— Your instructions —
The expected answer is the set of lines in the data below between the line holding "Provide the mask of every instance of the boy's" and the line holding "Provide the mask of every instance of the blue", inclusive, written out exactly.

— Data section —
——————————
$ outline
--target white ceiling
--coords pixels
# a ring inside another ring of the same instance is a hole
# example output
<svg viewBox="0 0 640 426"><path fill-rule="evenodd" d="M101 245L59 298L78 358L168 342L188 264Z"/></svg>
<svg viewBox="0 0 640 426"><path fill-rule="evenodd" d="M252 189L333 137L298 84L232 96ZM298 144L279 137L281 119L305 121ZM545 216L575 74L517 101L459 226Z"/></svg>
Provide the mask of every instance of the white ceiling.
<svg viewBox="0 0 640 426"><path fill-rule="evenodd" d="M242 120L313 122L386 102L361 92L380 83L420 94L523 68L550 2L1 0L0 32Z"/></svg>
——————————
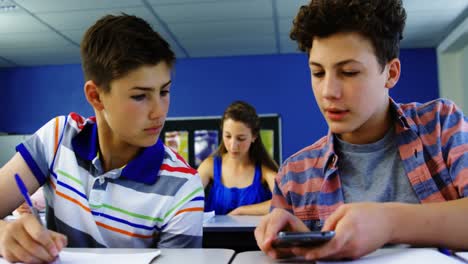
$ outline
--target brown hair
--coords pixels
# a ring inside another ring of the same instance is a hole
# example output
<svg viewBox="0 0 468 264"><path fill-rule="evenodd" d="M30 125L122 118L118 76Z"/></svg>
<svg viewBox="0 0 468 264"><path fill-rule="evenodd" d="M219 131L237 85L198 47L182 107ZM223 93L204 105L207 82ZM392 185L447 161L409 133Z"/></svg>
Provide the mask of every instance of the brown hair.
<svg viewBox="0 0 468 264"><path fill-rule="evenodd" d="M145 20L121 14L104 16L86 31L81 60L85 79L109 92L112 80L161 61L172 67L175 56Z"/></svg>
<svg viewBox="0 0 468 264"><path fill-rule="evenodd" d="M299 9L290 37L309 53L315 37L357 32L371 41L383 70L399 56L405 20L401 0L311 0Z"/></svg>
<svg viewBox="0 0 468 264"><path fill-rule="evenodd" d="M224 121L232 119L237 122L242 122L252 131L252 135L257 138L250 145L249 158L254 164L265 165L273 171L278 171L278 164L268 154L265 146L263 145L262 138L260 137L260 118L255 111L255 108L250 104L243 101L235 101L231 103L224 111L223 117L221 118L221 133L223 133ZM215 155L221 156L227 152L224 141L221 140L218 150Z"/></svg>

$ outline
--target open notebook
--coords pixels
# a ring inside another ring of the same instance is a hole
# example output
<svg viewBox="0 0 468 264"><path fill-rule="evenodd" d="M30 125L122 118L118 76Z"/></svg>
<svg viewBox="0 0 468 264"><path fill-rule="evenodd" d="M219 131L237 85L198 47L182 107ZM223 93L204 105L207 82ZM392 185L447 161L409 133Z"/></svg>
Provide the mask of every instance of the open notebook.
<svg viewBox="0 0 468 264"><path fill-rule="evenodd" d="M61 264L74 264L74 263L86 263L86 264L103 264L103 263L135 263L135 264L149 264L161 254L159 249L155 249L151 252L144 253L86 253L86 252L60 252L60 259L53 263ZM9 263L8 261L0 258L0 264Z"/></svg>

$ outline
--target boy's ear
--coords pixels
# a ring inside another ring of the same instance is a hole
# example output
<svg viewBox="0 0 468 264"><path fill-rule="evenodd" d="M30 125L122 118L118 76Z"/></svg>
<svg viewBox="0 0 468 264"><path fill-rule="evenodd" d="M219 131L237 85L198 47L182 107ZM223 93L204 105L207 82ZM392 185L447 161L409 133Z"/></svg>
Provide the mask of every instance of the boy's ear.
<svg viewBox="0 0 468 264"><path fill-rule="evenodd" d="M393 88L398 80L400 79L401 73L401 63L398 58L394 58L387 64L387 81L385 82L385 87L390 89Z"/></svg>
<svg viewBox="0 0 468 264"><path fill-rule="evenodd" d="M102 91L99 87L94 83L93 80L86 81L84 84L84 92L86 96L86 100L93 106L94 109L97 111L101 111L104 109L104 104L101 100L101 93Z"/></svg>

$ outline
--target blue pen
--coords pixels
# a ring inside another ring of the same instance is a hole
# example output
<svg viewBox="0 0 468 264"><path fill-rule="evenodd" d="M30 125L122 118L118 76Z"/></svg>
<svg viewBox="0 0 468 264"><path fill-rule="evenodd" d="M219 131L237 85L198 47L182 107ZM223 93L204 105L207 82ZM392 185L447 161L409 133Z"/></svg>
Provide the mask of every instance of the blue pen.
——————————
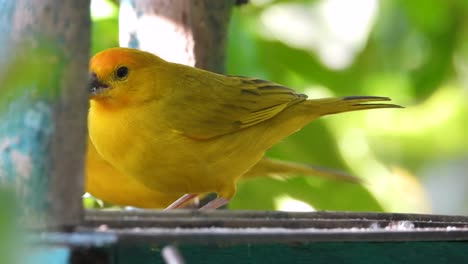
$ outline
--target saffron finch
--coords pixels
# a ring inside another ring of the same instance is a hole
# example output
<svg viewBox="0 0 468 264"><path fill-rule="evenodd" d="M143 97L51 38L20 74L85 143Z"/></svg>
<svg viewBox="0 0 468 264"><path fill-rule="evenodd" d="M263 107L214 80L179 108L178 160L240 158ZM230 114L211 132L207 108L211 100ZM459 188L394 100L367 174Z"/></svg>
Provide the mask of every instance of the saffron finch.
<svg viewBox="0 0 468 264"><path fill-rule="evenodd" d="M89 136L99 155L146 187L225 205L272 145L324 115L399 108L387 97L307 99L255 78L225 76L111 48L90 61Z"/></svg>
——————————
— Answer to this task —
Provide the mask of every instance of the boy's ear.
<svg viewBox="0 0 468 264"><path fill-rule="evenodd" d="M393 88L398 80L400 79L401 73L401 63L398 58L394 58L387 64L387 81L385 82L385 87L390 89Z"/></svg>
<svg viewBox="0 0 468 264"><path fill-rule="evenodd" d="M102 91L99 87L94 83L93 80L86 81L84 84L84 92L86 96L86 100L93 106L94 109L97 111L101 111L104 109L104 104L101 100L101 93Z"/></svg>

$ outline
--target blue pen
--coords pixels
# a ring inside another ring of the same instance is a hole
# example output
<svg viewBox="0 0 468 264"><path fill-rule="evenodd" d="M30 125L122 118L118 76Z"/></svg>
<svg viewBox="0 0 468 264"><path fill-rule="evenodd" d="M219 131L237 85L198 47L182 107ZM223 93L204 105L207 82ZM392 185L447 161L409 133Z"/></svg>
Provide the mask of every instance of the blue pen.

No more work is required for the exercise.